* Short task 1
In the shortest-path explanation, under what condition is the argument that the combined shortest path is simple valid?
○ ○ ○ ○ ○ ○ ○
I will explain with an example:
3
a ------- b
| |
| |
| 5 | 4
| |
c---------d
1
lets say we want to find the shortest path from c to b,
denote sp(x,y) as the length of the shortest path from x to y
SP(c,b) = min( SP(c,a) + SP(a,b) , SP(c,d) + SP(d,b) ) // this step
should be done for all vertices other that the source and the sink.
which in this case is a and d.
this is fine but we must make sure that the resulting path is simple.
If the shortest path is P1(source,x) + P2(x,sink), assuming that the
recursive calls produce simple paths,
the shortest path from source to sink is also simple.
this is true since if the two paths returned share an vertex (other
than the end point) (say v), then P1(source,v)+P2(v,sink) is a shorter
path, violating the assumption of shortest path.
( this argument is valid iff the cycle corresponding to P1(v,x)
+P2(x,v) has non negative weight - else there is no notion of
"shortest path").
on the other hand, for longest path problem, such greedy choices wont
work.
For example consider the same recurrence this time but instead of
minimum find the maximum.
○ ○ ○ ○ ○ ○ ○
* Short task 2
Count the lines in the records that contain the string "dark", matching case exactly. Reply with the number only.
○ ○ ○ ○ ○ ○ ○
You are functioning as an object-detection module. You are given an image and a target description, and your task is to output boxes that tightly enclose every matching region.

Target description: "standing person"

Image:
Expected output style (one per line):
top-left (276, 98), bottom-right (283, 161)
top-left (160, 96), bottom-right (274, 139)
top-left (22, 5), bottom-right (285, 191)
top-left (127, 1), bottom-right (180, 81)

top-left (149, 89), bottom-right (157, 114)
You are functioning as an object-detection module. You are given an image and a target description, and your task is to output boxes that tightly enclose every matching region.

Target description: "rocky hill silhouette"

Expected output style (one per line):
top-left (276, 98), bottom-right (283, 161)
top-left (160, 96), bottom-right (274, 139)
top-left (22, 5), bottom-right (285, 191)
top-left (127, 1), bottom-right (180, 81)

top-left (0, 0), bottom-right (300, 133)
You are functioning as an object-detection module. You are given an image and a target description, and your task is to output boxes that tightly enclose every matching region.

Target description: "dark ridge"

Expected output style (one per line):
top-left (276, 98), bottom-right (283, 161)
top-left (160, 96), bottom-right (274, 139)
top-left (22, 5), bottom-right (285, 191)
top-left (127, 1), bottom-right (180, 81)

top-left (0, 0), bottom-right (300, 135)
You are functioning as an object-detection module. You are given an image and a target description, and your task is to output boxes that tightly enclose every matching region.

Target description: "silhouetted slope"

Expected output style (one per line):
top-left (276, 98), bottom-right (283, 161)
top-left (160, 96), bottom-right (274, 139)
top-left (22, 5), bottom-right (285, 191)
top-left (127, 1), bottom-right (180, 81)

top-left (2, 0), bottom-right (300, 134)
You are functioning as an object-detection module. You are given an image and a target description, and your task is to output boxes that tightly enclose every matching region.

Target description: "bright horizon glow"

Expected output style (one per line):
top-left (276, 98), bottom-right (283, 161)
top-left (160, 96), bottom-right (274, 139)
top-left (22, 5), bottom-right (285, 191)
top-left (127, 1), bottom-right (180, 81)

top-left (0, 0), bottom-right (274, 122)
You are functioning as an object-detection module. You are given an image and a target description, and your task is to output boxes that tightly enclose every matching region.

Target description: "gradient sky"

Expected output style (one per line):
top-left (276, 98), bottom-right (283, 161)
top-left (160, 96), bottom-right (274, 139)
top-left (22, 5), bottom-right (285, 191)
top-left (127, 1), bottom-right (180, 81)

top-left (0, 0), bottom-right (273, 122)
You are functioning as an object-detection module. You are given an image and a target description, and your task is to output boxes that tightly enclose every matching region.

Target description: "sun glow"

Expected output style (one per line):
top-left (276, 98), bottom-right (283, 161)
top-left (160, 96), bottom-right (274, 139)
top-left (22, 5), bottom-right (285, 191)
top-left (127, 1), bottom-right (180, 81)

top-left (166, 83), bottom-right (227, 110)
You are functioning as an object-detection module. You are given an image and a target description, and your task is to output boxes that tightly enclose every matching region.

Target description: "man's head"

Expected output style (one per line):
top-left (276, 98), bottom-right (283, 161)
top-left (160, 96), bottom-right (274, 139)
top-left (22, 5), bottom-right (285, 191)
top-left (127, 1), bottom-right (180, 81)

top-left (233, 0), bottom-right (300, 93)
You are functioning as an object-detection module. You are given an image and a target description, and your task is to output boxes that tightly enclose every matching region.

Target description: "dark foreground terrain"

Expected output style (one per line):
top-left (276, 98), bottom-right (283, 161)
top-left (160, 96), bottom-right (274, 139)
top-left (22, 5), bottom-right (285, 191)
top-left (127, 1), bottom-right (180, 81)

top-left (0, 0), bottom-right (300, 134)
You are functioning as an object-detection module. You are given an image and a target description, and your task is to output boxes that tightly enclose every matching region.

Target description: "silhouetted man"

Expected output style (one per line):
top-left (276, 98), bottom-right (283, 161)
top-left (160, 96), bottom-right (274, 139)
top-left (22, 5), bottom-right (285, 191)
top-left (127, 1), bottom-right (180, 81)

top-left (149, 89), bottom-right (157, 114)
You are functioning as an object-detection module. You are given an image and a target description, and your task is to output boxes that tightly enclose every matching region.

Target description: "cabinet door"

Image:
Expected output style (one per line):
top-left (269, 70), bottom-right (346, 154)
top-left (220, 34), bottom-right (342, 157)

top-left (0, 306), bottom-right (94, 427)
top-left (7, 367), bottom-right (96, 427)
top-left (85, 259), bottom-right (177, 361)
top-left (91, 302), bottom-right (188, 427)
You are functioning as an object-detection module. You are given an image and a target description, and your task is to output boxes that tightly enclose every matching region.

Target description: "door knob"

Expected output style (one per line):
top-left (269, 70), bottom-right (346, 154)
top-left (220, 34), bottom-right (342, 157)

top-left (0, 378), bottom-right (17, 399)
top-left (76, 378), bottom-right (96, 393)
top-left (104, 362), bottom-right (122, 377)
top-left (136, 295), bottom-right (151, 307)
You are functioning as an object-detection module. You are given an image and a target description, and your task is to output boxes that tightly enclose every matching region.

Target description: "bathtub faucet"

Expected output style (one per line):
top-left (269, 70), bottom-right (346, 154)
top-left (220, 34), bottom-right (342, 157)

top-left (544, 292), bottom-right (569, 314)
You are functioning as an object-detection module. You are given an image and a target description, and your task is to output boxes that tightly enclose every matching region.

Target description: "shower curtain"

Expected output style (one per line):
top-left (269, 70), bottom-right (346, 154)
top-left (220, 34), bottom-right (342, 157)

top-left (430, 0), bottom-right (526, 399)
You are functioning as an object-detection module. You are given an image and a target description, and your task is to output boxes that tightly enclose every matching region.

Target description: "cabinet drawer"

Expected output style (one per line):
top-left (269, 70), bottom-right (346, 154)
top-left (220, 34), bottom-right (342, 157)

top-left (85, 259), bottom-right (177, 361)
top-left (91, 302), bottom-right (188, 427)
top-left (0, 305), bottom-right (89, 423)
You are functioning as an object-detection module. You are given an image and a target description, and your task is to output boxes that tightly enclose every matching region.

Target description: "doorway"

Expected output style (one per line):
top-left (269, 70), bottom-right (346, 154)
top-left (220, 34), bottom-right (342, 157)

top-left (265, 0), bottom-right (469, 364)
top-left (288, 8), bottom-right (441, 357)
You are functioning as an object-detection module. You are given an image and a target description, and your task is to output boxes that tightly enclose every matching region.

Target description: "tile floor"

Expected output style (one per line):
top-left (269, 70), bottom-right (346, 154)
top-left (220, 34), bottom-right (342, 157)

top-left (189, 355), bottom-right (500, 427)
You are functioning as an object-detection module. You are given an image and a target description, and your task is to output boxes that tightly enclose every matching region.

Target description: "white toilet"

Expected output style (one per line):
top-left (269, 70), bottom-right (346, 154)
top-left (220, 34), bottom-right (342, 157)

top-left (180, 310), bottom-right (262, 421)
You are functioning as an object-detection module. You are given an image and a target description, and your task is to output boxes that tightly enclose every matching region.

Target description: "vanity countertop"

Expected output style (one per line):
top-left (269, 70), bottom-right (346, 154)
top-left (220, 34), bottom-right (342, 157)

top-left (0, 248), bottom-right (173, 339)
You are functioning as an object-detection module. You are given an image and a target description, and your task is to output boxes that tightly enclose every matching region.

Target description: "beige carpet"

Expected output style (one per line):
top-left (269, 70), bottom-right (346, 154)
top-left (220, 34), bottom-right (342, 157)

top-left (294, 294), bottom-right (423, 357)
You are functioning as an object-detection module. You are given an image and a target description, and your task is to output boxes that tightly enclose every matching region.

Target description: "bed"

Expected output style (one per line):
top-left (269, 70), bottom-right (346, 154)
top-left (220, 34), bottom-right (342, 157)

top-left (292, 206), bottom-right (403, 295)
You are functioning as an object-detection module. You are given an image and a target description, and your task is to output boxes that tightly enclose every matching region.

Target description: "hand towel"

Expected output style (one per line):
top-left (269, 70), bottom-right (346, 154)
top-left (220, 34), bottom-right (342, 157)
○ ○ ○ ○ ○ ○ ○
* Full response 1
The argument is valid if and only if the cycle corresponding to P1(v,x)+P2(x,v) has non-negative weight.

* Full response 2
2